As a resident of Oak Park, I received the order yesterday. Beginning tomorrow, March 20, my family and I will shelter in place. This won’t change much for Erika and the kids (pictured above on the day we moved into our shelter – look at those little Lyles!). For me, it will change my daily life dramatically. Information about Grace’s response will be coming in an email later today, but let’s face it – I won’t be coming into the office on a regular basis.

Shelter in place. The phrase strikes an ominous tone, conveying precisely what it means: Stay where you are. It’s not safe to do otherwise. Questions jump up, one after the other. How long will this last? Three weeks? 18 months? How will we get our work done? How can I pastor people under these circumstances? Will Erika be able to put up with me?

And I’ll be honest with you. This order came near the end of a pretty tough day. There were moments when I felt afraid, moments when I started to fray. As Bilbo Baggins once said, “I feel thin, sort of stretched, like butter scraped over too much bread.” My patience wore thin yesterday. I forgot to eat lunch. When I remembered to eat in the mid-afternoon, it was a bowl of Fruit Loops foraged in the youth room. Oh, and some Funyuns. I’m tired. This is hard.

Exercise aim ::
In the shelter-in-place passage, on what date does the writer's family begin to shelter in place? Rely solely on the shelter-in-place passage above.

Recorded information ::
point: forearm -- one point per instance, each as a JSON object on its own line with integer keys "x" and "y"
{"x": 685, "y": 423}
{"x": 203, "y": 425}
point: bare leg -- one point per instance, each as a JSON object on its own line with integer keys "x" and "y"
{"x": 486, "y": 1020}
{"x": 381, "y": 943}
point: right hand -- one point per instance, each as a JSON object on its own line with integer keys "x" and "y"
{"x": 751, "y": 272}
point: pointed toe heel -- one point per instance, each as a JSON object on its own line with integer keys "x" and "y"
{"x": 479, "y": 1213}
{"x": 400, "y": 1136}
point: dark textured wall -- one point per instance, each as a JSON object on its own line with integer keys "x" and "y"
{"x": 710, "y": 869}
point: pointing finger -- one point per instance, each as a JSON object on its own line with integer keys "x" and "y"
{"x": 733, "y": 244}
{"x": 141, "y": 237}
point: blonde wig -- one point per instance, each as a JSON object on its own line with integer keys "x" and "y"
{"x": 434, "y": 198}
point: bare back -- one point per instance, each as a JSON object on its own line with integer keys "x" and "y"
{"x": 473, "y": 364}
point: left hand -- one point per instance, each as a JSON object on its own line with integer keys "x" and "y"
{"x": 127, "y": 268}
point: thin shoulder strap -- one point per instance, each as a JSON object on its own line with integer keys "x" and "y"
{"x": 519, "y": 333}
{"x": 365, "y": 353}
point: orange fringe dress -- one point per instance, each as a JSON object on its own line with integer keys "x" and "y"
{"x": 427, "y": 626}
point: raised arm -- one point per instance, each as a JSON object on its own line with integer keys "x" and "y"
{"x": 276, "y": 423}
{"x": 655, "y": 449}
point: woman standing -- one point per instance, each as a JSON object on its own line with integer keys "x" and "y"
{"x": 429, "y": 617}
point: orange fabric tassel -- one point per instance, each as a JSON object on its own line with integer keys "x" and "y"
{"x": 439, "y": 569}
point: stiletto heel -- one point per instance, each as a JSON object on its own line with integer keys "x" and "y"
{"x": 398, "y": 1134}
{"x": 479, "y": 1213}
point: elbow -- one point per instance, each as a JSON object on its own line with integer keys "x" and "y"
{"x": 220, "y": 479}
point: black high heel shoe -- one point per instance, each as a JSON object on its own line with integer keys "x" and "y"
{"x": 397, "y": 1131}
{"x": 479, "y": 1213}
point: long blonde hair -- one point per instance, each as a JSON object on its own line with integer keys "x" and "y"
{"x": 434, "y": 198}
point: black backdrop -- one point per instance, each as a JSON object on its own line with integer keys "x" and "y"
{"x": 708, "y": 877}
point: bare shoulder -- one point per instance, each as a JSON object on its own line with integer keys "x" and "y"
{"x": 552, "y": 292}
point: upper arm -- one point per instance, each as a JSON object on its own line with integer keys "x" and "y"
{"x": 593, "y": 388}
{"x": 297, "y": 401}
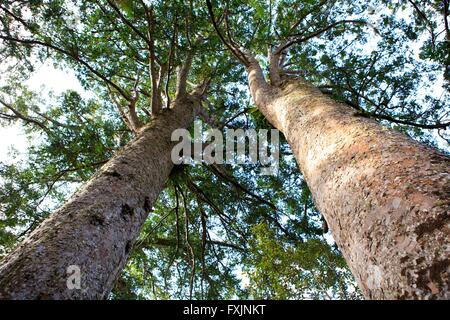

Task solution ::
March 20.